> Extract
◆ ◆ ◆ ◆

Informing (American Hardwood Export Council)
Photography by Jon Cardwell and Petr Krejci.
In early 2015, Katie Treggiden was commissioned by the American Hardwood Export Council (AHEC) to follow the process of thinking, designing, making and informing that underpinned The Invisible Store of Happiness, shadowing Sebastian Cox and Laura Ellen Bacon as they worked. As a result, she wrote a series of four essays that were used across printed and online materials produced for the project. All copy as provided to the client.
Thinking
Furniture designer Sebastian Cox is passionate about English coppiced hazel. So he’s perhaps not the obvious choice for the American Export Hardwood Council (AHEC)’s installation for Clerkenwell Design Week. But then AHEC aren’t known for making obvious choices. Their installation for the 2013 London Design Festival – designed by dRMM as an investigation into the structural properties of hardwood – was an Esher-inspired Endless Stair.
What excites Cox about coppiced hazel is its sustainability. Coppicing involves felling trees every 14 years. They regrow and, as long as they are coppiced, will never die of old age. But it’s also about giving value to an underused resource. One fourteenth of the wood is cut every year, so there are always trees at every stage of regrowth. British woodlands were managed in this way for thousands of years, so whole ecosystems of plants, insects and birds evolved to live in these unique habitats. A decline in coppicing due to the falling value of the timber is threatening these species. “My motivation is putting money back into the woods by making objects that people want to buy,” said Cox.
Having worked as a maker for Benchmark on AHEC’s Out of the Woods project in 2012, Cox was one of ten young designers asked to take part in AHEC’s Wishlist project for the 2014 London Design Festival. He was commissioned to make a ‘cocoon-like desk’ for Sir Terence Conran. First, he needed to be convinced of the environmental impact of importing wood. It turns out that the carbon footprint of moving wood 6,000 miles by ship is equivalent to moving it 600 miles by road, so sourcing wood from the East coast of America is comparable to getting it from Scotland. Given that Europe will never be self-sufficient in hardwood, even with declines in manufacturing, it made sense. And the American hardwood forests are so vast that the timber used for the entire Wishlist project was replaced in less than two seconds. The next thing Cox wanted to know was which timbers are currently underused. Design is subject to trends like anything else, but when it comes to wood it’s important to use what nature provides. The current fashion for white oak and walnut is resulting in imbalanced demand. Cox chose to work with red oak and cherry and made Conran’s desk with a carbon footprint one third that of an iPhone 6.

◆ ◆ ◆ ◆

> Written instruction a
Please reproduce, unchanged, the rows from the line containing "shaped like [222,188]." down through the last of the rows, including both ends.
The essay and the rows are unrelated material.

> Image object location entries
◆ ◆ ◆ ◆

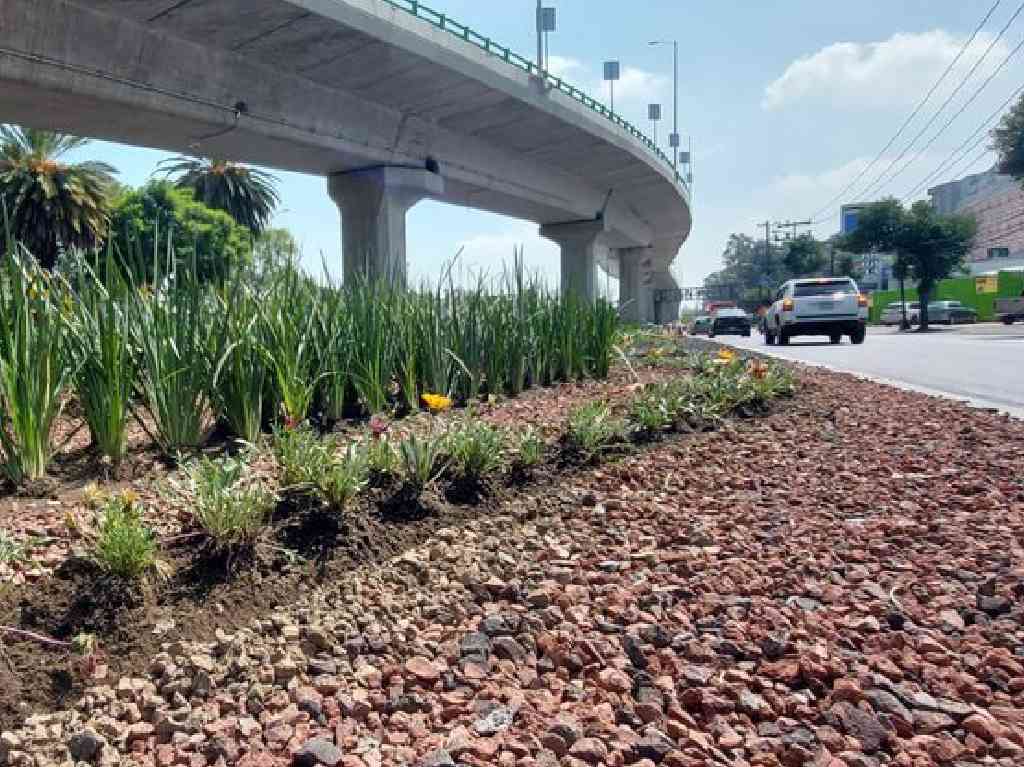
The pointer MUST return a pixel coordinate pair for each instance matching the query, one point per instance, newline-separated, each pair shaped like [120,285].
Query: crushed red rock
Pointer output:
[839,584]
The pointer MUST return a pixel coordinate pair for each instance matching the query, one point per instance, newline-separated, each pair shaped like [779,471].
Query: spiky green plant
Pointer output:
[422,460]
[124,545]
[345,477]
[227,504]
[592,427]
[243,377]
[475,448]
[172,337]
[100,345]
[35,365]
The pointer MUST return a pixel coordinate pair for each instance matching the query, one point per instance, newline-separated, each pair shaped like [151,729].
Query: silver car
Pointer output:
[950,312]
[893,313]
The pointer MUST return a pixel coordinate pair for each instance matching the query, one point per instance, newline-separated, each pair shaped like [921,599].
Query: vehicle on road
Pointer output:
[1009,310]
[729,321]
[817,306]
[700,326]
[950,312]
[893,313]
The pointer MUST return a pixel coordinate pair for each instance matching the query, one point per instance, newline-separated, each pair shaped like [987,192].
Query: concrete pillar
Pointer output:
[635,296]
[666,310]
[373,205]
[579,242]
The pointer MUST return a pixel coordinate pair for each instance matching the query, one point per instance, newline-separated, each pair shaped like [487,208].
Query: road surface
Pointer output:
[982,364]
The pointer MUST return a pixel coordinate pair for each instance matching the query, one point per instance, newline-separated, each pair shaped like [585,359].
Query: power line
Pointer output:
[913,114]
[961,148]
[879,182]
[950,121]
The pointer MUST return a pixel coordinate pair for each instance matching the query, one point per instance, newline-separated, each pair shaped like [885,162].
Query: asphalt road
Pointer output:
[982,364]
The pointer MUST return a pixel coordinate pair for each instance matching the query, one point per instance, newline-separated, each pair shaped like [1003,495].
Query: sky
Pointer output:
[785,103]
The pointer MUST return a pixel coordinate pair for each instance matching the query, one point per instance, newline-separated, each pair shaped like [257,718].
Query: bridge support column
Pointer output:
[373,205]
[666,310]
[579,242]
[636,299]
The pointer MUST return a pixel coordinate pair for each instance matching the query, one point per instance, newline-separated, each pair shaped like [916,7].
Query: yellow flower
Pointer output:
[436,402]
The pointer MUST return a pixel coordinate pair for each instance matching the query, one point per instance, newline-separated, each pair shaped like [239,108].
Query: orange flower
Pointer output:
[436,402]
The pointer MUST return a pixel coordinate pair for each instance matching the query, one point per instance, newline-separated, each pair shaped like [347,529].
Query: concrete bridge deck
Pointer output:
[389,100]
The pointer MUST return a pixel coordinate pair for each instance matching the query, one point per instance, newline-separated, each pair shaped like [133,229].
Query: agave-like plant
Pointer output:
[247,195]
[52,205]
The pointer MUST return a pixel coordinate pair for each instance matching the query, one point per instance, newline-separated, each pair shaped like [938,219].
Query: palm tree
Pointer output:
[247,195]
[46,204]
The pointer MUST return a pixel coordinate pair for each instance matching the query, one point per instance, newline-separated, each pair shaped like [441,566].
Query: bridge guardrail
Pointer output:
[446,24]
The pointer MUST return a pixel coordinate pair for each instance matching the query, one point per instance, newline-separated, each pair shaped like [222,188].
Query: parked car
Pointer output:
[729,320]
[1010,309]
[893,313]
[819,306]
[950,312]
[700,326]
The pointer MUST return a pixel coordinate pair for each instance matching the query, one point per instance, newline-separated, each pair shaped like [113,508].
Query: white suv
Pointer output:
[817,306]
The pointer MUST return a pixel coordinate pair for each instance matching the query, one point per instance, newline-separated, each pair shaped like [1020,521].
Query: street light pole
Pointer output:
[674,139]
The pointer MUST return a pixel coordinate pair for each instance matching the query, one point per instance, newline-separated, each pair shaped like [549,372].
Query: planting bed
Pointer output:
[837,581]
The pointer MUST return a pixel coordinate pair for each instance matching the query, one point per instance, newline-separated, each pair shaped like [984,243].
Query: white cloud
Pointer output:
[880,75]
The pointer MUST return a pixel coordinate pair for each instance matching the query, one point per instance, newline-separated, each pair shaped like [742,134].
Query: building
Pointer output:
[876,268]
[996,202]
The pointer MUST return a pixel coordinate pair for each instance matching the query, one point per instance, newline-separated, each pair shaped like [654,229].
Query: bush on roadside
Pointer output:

◆ ◆ ◆ ◆

> Written instruction b
Condense the essay's paragraph beginning "What excites Cox about coppiced hazel" into a short bulleted list of its main facts.

> Result a
The pointer MUST return a pixel coordinate pair for each instance matching the query, one point per instance, newline-separated, each pair shaped like [222,188].
Query: parked car
Pointer output:
[729,320]
[1010,309]
[893,313]
[819,306]
[950,312]
[700,326]
The pointer MUST return a pixel coordinate pair for each instance matching the query, one point per instance, newline-separated, each pair shaped like [113,508].
Query: white suv
Pointer output:
[817,306]
The pointer MUST return a pixel coordinate pair for each instance matching the query, one point per instance, newline-separated, each pair shaped like [1020,521].
Query: street light pole
Pointer output:
[674,139]
The pointer MUST return a pixel coordinate pair for each instance matching the query, one point per instance, newline-separated, each pair shaped like [549,372].
Query: planting bed
Pointer output:
[837,581]
The pointer MUST return a pixel coordinate pair for each instance matching the query, one point per instance, newline-separated, each pair shaped like [984,243].
Query: white cloud
Pointer output:
[880,75]
The pointer MUST return a pixel coordinate pair for each instance matching the query, one point per instance, newline-separated, each pair shaped like [742,134].
Query: building
Pointer output:
[876,268]
[996,202]
The pointer MUST return a pixel coordinate pair for each instance matching the query, one point per instance, newline-separated, each pair shaped like [654,229].
Query: bush on roadside
Pointer output:

> Result b
- Cox values coppiced hazel for its sustainability and for giving value to an underused resource.
- Coppiced trees are felled every 14 years, regrow, and never die of old age as long as coppicing continues.
- One fourteenth of the wood is cut each year, so trees are always at every stage of regrowth.
- British woodlands were managed this way for thousands of years, and plants, insects and birds evolved to live in these habitats.
- Coppicing is declining because the timber's value is falling, which threatens these species.
- Cox aims to put money back into the woods by making objects people want to buy.